▸ **Records for processing**:
━━━━━━━━━━

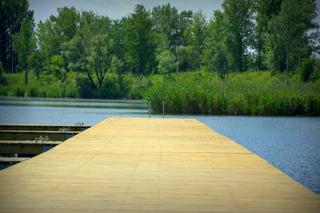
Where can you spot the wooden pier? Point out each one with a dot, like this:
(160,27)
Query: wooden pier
(151,165)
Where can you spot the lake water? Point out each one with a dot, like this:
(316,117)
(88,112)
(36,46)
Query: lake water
(290,143)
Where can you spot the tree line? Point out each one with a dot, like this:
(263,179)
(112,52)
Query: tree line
(278,35)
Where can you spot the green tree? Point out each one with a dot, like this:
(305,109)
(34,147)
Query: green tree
(288,40)
(58,30)
(24,43)
(265,10)
(36,63)
(140,42)
(86,48)
(171,27)
(239,28)
(198,28)
(12,13)
(56,67)
(216,55)
(99,58)
(166,62)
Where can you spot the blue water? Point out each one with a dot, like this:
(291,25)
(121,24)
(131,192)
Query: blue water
(290,143)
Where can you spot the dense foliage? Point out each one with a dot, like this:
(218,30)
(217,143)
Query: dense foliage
(82,54)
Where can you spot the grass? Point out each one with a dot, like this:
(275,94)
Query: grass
(249,93)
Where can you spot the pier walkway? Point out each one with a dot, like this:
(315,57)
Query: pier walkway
(151,165)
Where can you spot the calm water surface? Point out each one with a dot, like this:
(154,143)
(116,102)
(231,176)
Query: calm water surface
(290,143)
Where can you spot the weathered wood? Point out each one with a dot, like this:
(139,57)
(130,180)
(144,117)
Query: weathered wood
(151,165)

━━━━━━━━━━

▸ **Problem**: Rewrite the items from the line containing "Where can you spot the grass?" through the end of the items, inclusive, renaming "weathered wood" to "old timber" and leaving everything else unchanged.

▸ **Task result**:
Where can you spot the grass? Point out each one with a dot, like this:
(275,94)
Query: grass
(249,93)
Where can you spot the pier walkway? Point out each one with a dot, like this:
(315,57)
Query: pier walkway
(151,165)
Where can you spot the calm water surface? Point out each one with a dot, like this:
(154,143)
(116,102)
(231,176)
Query: calm water surface
(290,143)
Where can you spot the old timber? Point out each one with a dot, like this:
(139,57)
(130,180)
(144,117)
Query: old timber
(151,165)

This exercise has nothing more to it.